**TEXT EXCERPT**
----
Sicily 13061. Block Party

13061. Block Party

Constraints

Time Limit: 1 secs, Memory Limit: 256 MB

Description

There are a variety of games such as Bejeweled and Shape Shift that are played on a grid of tiles, each having a color and sometimes another image. A move is a swap of two tiles that have the same shape on them. When a swap results in a chain 4 or more of the
same color, then those tiles are removed from the board and the tiles above them slide down to fill the gaps. (Two tiles are in a chain if they share a side.) After tiles have slid down, more chains might form. Note: No tiles slide until all chains in the
current configuration of the board have been removed.

A board can be represented by a rectangular arrangement of letters. One such arrangement is shown in the figure below. On that board, there are two chains of length 4, one of the character "R" and one of the character "B". Note that to be a chain, the characters
must be an exact match; case is significant. The start of a sequence of reactions is shown in the figure. Reactions continue until there are no more chains. In real games, new tiles replace open spaces in the grid, but we will not be concerned with replacement
tiles.
----
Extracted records
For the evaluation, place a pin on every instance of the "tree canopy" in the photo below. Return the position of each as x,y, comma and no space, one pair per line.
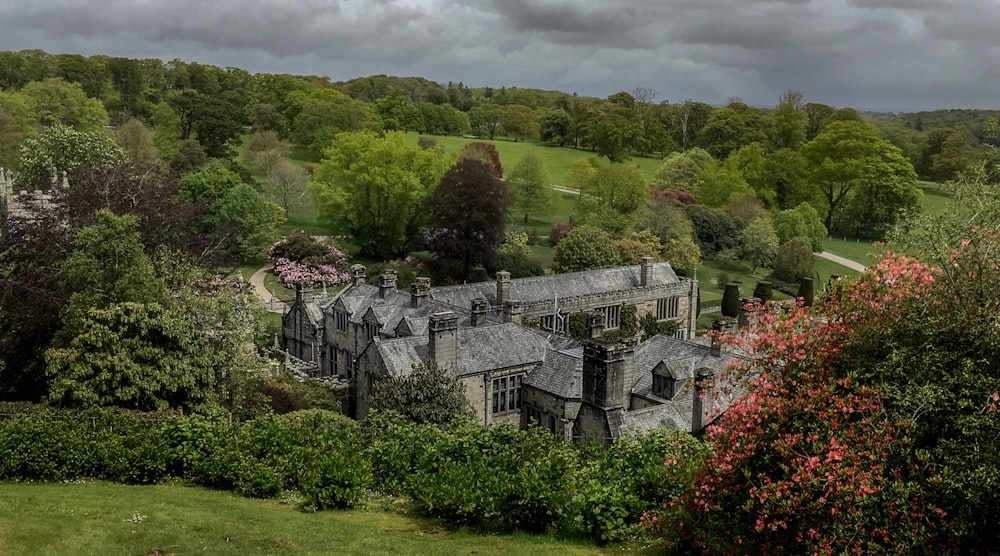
374,187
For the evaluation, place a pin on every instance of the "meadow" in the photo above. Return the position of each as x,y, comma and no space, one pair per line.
103,518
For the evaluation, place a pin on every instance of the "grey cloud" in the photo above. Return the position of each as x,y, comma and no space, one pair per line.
865,53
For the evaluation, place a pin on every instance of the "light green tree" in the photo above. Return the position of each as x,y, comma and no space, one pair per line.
63,149
759,243
137,141
373,187
678,171
611,198
848,156
56,101
585,248
529,182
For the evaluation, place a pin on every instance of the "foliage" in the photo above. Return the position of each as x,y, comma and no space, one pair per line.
794,260
374,188
683,254
714,230
849,438
132,355
585,248
518,264
759,243
802,221
137,142
559,232
612,195
58,102
651,327
633,248
465,215
63,149
298,259
429,394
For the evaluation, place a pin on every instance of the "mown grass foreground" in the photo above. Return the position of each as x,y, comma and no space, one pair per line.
105,518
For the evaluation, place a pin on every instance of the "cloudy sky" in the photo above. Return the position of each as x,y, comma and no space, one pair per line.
869,54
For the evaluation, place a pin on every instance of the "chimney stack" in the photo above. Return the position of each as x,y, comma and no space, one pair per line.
512,311
420,290
442,340
603,374
387,283
303,293
595,325
646,272
503,287
479,311
358,275
701,406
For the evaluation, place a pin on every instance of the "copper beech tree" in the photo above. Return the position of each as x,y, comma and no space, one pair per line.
868,425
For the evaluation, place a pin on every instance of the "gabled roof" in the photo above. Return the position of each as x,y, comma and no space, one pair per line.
561,374
550,286
480,349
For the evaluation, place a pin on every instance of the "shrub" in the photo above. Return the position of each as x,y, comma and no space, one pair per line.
794,260
519,265
559,231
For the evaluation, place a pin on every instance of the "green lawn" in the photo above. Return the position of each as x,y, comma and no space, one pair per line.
557,159
859,251
102,518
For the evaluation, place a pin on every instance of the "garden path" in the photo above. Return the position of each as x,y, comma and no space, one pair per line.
270,302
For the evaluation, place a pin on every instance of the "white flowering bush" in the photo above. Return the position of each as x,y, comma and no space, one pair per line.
301,259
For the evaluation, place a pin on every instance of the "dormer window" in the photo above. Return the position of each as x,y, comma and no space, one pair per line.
667,382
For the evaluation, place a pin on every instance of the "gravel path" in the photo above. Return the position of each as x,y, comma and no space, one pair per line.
853,265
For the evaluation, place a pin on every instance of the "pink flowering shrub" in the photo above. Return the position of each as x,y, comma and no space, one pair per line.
300,259
817,457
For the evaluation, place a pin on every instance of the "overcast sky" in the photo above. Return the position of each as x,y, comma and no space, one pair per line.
869,54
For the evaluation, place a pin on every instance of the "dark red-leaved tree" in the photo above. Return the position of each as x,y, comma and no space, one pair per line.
465,216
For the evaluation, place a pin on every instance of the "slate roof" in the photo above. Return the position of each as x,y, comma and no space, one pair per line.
480,349
394,307
546,288
561,374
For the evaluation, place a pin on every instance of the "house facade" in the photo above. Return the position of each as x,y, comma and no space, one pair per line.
367,331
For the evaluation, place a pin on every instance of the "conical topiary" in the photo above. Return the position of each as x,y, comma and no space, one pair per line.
763,291
731,300
806,292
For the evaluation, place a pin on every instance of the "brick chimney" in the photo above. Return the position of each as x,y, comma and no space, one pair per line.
420,290
386,282
603,374
479,311
442,340
595,325
303,294
358,275
646,272
503,287
702,404
512,311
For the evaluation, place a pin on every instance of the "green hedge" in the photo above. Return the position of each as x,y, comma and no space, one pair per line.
494,478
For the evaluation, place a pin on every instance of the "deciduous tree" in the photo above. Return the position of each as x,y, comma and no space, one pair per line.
374,188
465,215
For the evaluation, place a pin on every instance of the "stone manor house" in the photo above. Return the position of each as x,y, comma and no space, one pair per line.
514,372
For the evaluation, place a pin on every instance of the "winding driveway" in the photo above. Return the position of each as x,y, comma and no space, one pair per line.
853,265
270,302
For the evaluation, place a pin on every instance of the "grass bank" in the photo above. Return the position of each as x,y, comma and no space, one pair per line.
103,518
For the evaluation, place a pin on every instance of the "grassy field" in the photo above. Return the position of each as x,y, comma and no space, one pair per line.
102,518
557,159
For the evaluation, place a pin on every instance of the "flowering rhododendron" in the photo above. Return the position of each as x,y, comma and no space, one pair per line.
300,259
812,460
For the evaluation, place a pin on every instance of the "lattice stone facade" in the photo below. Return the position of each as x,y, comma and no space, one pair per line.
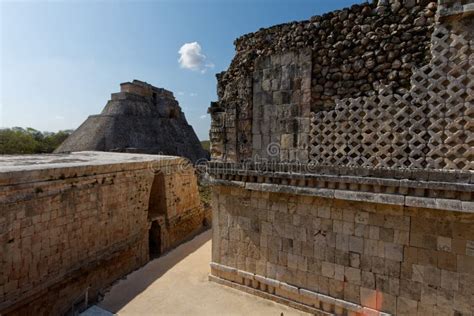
357,197
427,127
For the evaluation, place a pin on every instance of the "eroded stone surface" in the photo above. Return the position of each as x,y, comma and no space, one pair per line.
71,224
142,119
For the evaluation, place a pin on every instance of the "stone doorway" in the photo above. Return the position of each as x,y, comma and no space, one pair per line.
154,240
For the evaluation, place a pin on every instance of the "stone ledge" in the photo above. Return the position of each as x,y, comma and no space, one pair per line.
282,292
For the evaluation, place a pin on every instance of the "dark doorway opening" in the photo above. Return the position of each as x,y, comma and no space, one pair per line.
154,240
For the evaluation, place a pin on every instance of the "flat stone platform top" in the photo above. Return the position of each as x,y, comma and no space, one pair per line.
15,169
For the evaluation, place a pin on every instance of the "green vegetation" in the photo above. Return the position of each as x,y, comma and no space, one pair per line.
206,144
17,140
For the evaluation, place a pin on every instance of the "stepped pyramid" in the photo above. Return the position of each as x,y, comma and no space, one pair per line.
140,118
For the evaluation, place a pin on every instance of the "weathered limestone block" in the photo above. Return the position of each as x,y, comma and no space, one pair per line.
72,224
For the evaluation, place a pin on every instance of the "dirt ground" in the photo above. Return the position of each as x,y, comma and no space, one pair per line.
177,284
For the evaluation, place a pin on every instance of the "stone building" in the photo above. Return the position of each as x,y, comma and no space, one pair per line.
342,161
71,224
142,119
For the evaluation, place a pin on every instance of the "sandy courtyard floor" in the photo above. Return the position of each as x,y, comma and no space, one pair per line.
177,284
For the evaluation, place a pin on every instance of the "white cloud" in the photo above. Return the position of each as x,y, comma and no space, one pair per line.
191,58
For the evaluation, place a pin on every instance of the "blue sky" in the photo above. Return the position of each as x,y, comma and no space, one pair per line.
61,60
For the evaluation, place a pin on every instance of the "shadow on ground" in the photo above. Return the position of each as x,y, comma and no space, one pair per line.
122,293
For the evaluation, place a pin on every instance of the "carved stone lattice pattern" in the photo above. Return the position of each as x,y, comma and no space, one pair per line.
428,127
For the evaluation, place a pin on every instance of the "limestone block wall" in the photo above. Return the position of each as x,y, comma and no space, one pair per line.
345,256
357,197
72,224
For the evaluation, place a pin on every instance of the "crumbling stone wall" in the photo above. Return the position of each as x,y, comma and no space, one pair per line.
72,224
357,197
353,52
349,256
140,118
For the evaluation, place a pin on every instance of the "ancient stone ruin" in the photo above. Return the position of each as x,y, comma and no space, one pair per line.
140,118
72,224
342,161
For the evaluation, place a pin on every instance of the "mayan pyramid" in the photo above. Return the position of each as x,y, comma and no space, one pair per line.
140,118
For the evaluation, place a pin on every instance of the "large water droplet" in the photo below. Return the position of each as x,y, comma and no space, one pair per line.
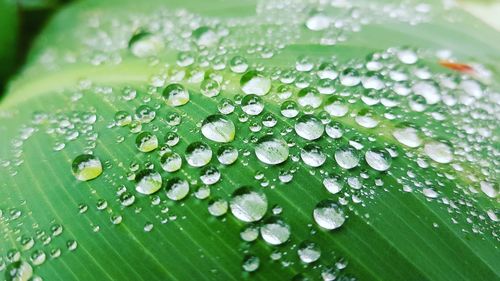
86,167
271,150
218,128
198,154
347,157
248,205
146,142
19,271
177,189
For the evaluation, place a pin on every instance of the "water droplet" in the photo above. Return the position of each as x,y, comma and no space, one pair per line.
275,231
289,109
317,22
312,155
309,252
148,181
144,44
271,150
177,189
350,77
19,271
252,105
248,205
309,97
144,114
146,142
175,95
217,207
250,263
171,162
210,88
198,154
218,128
86,167
379,160
123,118
250,233
227,155
309,127
328,215
210,175
347,157
253,82
333,184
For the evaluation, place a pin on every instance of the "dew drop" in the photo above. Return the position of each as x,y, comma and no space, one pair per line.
19,271
252,105
86,167
379,160
312,155
328,215
218,128
171,162
271,150
309,252
227,155
176,189
148,181
250,263
217,207
248,205
146,142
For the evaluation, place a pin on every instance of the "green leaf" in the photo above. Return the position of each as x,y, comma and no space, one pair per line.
8,37
421,208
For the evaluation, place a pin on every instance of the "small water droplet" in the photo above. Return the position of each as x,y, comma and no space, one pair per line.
248,205
175,95
218,128
271,150
148,181
86,167
328,215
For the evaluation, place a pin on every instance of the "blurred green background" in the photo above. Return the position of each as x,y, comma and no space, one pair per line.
22,20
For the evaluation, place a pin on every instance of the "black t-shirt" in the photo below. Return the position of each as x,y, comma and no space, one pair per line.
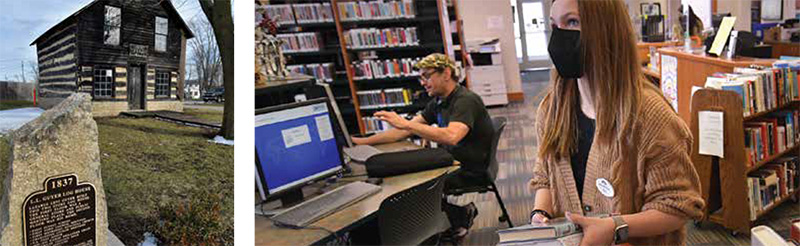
586,128
462,105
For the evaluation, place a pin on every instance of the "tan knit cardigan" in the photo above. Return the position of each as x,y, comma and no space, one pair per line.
655,172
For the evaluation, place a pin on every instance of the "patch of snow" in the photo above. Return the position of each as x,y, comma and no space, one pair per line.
15,118
149,240
221,140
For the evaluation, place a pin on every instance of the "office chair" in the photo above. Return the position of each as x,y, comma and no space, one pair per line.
413,215
489,185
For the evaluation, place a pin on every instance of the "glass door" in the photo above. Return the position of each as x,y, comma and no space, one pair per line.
531,32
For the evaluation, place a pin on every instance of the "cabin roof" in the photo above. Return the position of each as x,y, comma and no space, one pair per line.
167,4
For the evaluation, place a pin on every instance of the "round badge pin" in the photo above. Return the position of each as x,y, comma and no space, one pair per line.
605,187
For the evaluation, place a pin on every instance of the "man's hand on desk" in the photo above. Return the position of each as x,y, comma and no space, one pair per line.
393,119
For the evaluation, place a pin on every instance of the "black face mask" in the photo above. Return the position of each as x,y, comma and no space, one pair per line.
565,51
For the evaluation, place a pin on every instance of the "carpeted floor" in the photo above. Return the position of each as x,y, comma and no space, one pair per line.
516,154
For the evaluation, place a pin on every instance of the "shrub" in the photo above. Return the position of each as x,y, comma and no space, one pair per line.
197,221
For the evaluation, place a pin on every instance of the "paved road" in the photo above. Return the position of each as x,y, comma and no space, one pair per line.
204,107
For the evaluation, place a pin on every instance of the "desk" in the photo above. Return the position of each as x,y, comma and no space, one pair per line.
693,69
643,49
267,234
784,48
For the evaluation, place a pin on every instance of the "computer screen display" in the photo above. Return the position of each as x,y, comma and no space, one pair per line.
295,144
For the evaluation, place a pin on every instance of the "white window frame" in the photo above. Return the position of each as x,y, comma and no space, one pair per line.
163,84
111,25
103,83
162,32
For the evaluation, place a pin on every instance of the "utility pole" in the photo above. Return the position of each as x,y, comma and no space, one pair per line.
23,71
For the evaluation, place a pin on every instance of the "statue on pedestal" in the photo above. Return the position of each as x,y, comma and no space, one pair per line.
270,62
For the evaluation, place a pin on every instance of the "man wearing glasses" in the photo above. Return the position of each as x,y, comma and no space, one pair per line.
463,128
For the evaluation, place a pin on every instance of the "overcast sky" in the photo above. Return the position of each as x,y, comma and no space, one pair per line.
21,21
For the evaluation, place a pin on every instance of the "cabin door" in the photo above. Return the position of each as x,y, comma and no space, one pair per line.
135,87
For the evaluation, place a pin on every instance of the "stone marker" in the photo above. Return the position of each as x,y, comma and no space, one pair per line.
53,191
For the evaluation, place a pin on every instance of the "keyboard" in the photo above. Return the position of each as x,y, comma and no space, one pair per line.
361,153
318,207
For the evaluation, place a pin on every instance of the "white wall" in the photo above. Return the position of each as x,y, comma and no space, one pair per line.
476,14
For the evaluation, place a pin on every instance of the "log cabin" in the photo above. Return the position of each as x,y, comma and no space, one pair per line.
129,55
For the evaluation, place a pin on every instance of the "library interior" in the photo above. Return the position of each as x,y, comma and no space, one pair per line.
527,122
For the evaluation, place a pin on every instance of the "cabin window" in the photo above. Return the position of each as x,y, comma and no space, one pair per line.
113,21
162,84
103,83
162,25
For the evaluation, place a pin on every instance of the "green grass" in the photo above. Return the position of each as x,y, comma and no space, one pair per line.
4,105
5,154
207,114
149,163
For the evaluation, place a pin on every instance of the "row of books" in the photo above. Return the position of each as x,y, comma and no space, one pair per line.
390,97
378,69
767,137
373,124
762,89
321,71
376,10
771,183
377,38
299,42
300,13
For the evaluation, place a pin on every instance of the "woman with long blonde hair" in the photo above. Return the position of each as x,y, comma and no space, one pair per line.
609,142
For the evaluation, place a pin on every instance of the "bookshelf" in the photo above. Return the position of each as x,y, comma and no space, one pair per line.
330,57
724,181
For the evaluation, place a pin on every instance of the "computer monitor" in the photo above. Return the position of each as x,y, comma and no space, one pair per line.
295,145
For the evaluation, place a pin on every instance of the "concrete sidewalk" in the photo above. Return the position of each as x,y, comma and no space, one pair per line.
15,118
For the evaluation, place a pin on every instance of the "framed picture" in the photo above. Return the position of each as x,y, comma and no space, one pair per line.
650,8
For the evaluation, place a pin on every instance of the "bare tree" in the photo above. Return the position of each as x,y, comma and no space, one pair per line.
205,58
219,15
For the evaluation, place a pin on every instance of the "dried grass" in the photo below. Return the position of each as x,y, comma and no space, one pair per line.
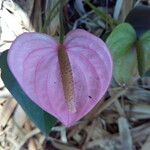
121,122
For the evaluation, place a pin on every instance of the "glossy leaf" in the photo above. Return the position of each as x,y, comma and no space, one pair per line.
121,43
41,118
86,63
139,18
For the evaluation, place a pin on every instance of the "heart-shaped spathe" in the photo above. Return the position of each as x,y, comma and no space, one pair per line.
33,60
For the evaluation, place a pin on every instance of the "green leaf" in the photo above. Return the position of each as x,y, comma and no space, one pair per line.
121,42
147,73
143,53
42,119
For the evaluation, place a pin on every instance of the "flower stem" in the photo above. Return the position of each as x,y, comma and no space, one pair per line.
61,38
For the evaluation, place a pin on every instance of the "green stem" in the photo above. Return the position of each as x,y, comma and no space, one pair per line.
140,58
61,36
107,18
49,17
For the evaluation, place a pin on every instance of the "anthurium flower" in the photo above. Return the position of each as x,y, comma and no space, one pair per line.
66,80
----
**PARTS OF THE EXERCISE**
a - Rewrite the Block Party problem description between "There are a" and "have been removed.", inclusive, replacing "swap" with "exchange".
b - In the Block Party problem description, how many same-colored tiles must a chain contain before those tiles are removed from the board?
c - Continue the Block Party problem description from where it stops.
You will not need the records to do any of this.

**RESPONSES PER TASK**
a -
There are a variety of games such as Bejeweled and Shape Shift that are played on a grid of tiles, each having a color and sometimes another image. A move is a exchange of two tiles that have the same shape on them. When a exchange results in a chain 4 or more of the
same color, then those tiles are removed from the board and the tiles above them slide down to fill the gaps. (Two tiles are in a chain if they share a side.) After tiles have slid down, more chains might form. Note: No tiles slide until all chains in the
current configuration of the board have been removed.

b - 4 or more

c -
Write a program that processes the sequence of chain reactions in a board.

Input

The input is a sequence of test cases, each representing a board. The first line of each test case contains two nonnegative integer values w (0 < w < 256) and h (0 < h < 256) separated by a space giving the width and height of the board (in tiles). The line
containing the dimensions is followed by h lines of w non-blank characters each. The end of input is indicated by a line containing 0 0 for w and h. This case should not be processed.

Output

The output for each test case is the number of the test case (where the first test case is numbered 1) followed by a colon and a space followed by an integer value that shows the number of tiles remaining after all reactions complete.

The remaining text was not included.